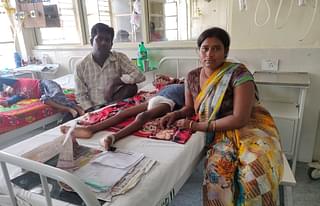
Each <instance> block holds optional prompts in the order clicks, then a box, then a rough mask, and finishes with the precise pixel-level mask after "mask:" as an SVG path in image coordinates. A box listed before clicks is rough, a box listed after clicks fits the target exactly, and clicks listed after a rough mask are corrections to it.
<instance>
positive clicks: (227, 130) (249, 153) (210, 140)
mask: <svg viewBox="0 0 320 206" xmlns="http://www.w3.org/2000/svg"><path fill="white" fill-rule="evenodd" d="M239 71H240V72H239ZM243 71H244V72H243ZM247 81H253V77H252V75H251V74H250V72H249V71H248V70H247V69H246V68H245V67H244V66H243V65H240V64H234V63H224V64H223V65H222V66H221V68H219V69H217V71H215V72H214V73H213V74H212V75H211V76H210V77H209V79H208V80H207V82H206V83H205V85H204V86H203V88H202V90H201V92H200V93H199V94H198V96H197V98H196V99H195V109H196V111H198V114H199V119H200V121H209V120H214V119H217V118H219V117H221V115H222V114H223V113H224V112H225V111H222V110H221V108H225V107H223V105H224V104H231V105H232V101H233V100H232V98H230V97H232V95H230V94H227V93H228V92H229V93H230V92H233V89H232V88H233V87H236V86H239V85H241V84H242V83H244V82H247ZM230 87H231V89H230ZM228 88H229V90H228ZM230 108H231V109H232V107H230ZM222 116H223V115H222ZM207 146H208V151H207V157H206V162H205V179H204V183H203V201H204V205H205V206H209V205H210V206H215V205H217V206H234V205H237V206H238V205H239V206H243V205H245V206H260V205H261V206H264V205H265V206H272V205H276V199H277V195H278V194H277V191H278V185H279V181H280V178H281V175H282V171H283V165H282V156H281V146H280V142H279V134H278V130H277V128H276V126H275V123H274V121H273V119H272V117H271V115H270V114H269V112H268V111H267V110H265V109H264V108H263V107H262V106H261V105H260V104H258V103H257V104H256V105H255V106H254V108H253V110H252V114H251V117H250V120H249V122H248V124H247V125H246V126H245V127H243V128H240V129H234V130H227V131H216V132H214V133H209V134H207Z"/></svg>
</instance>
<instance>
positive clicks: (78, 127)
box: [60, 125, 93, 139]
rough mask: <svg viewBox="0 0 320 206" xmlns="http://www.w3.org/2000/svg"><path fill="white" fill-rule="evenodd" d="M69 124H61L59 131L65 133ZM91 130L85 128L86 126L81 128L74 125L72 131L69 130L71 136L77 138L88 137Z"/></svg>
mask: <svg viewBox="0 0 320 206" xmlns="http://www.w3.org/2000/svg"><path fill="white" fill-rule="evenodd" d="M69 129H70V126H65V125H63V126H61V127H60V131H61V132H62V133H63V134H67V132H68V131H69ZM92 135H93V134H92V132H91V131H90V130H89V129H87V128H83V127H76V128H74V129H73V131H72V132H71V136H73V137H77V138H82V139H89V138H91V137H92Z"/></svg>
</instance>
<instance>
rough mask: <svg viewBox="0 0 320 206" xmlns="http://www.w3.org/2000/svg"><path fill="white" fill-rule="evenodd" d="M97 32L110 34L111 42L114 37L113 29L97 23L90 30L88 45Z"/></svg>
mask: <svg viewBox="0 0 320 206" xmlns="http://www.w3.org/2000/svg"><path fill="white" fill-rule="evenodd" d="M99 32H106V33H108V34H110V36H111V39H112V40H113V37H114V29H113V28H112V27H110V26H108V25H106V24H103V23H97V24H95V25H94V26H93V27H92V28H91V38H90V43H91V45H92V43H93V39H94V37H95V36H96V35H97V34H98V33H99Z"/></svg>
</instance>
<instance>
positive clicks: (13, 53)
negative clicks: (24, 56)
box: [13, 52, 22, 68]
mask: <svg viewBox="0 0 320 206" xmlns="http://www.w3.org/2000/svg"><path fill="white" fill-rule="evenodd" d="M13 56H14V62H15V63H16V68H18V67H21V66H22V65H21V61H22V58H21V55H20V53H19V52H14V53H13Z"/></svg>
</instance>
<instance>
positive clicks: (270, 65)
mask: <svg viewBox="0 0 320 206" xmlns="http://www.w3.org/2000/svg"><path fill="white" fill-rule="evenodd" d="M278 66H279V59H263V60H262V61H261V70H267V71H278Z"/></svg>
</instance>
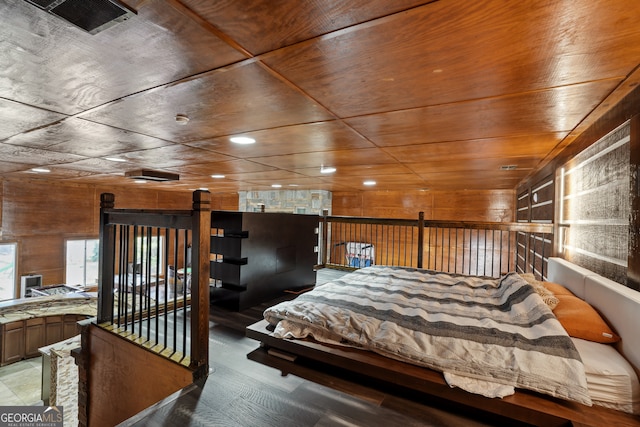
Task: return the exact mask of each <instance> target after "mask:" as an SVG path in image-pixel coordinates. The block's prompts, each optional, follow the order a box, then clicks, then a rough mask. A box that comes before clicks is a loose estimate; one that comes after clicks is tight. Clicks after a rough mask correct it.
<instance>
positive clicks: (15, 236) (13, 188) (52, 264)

------------------------------------------------------------

# DIRECTIONS FOR THIS TASK
Show each line of the records above containing "before".

# RESULT FOR THIS EXERCISE
Each <instance> block holds optional prompts in the order clicks, then a box, then a rough mask, and finishes with the precise pixel-level mask after "mask:" as an SVG path in image coordinates. A box listed before clicks is rough, a box listed after clicks fits the target exactly, and clicks listed after a rough mask are corrections to it.
Task: return the exact mask of each <instance> target after "mask:" as an SVG path in image-pixel coordinates. The block's prompts, each optional, follow the order a box, then clicks, then a rough mask. A box that comes before clicks is a loose estimate; one that comes after clicks is tight. Clicks after a rough mask correct it.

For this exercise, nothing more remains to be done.